**Task instructions:**
Include in the output the line containing "Return one point per instance of the wet" and each subsequent line of the records, through the end, transcribed exactly. Add nothing else.

Named object pointing entries
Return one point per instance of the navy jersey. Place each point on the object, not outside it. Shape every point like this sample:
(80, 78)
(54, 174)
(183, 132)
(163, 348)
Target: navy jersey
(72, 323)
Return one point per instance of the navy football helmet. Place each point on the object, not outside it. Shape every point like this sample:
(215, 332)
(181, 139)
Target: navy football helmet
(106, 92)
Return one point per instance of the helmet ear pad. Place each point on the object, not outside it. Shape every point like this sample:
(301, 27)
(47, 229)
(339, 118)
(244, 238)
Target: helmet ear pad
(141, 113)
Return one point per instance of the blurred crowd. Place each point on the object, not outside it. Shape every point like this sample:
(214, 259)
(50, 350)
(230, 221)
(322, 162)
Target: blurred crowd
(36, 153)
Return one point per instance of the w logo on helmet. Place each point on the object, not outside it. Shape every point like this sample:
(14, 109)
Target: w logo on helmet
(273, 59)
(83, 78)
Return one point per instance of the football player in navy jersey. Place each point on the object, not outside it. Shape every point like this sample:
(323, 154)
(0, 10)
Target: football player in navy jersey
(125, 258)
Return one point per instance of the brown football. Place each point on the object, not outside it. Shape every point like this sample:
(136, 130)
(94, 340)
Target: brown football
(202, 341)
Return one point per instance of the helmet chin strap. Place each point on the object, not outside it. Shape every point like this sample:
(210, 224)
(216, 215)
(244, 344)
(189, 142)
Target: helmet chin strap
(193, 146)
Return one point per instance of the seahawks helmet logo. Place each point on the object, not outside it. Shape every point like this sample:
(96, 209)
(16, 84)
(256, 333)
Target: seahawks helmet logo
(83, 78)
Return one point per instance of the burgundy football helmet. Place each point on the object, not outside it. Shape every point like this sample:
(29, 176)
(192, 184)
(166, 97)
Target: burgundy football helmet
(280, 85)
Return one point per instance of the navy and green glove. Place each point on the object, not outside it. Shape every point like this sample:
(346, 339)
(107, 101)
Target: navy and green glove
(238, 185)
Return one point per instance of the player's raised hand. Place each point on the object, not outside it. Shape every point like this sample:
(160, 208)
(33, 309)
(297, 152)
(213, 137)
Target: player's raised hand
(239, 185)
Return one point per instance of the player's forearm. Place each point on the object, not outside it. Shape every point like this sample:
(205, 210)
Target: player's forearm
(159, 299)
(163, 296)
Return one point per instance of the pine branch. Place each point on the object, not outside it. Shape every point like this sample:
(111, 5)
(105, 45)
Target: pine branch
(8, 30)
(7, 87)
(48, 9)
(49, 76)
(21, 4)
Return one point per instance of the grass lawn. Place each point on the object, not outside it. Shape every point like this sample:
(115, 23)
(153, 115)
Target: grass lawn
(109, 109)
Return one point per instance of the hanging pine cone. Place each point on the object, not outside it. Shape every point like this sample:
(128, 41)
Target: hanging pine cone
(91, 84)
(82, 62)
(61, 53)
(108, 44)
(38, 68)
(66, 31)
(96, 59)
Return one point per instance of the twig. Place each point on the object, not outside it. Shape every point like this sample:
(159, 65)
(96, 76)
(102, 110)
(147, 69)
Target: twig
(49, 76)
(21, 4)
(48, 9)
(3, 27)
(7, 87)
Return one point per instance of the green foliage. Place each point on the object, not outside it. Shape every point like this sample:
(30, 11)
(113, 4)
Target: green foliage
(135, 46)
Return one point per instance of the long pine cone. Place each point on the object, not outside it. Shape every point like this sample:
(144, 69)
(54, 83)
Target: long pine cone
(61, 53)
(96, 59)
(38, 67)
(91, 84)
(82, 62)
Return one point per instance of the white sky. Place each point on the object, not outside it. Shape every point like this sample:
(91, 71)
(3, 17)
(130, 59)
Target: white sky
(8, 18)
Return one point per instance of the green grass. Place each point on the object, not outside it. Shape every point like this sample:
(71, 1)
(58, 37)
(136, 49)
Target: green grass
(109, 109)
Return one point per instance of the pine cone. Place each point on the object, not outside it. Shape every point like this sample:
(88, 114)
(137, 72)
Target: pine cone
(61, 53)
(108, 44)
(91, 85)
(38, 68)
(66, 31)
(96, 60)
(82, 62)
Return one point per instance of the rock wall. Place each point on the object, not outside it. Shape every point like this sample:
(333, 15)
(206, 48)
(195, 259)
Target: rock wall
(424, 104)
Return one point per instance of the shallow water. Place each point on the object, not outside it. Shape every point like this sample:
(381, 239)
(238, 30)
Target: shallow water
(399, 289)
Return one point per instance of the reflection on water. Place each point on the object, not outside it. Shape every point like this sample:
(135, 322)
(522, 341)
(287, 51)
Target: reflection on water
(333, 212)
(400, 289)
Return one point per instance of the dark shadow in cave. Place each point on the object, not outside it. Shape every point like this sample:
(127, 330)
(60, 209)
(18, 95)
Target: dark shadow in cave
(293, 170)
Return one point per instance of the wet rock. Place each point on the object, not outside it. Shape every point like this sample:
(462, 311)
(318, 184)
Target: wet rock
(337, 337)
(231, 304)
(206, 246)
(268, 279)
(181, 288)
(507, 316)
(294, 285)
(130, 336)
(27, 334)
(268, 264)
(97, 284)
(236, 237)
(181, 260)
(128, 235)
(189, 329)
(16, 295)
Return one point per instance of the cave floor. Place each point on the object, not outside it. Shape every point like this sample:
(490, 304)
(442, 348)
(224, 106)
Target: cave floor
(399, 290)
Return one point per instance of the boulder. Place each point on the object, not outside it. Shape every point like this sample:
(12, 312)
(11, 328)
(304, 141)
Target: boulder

**Answer to this exercise:**
Return one point per instance of the wet rock. Place each point on the object, not outside it. Shape every point like this sample:
(462, 311)
(318, 184)
Target: wet rock
(337, 337)
(231, 304)
(206, 246)
(268, 279)
(181, 288)
(507, 316)
(294, 285)
(130, 336)
(27, 334)
(268, 264)
(97, 284)
(236, 237)
(181, 260)
(128, 235)
(189, 329)
(16, 295)
Return one point per instance of the cave floor. Place each point on the object, not outside it. Shape every point like this sample:
(490, 304)
(442, 348)
(224, 106)
Target: cave floor
(399, 290)
Return one point per instance of the boulder. Place each point on the object, not outside it. Shape every point like this sample:
(12, 312)
(11, 328)
(304, 141)
Target: boulder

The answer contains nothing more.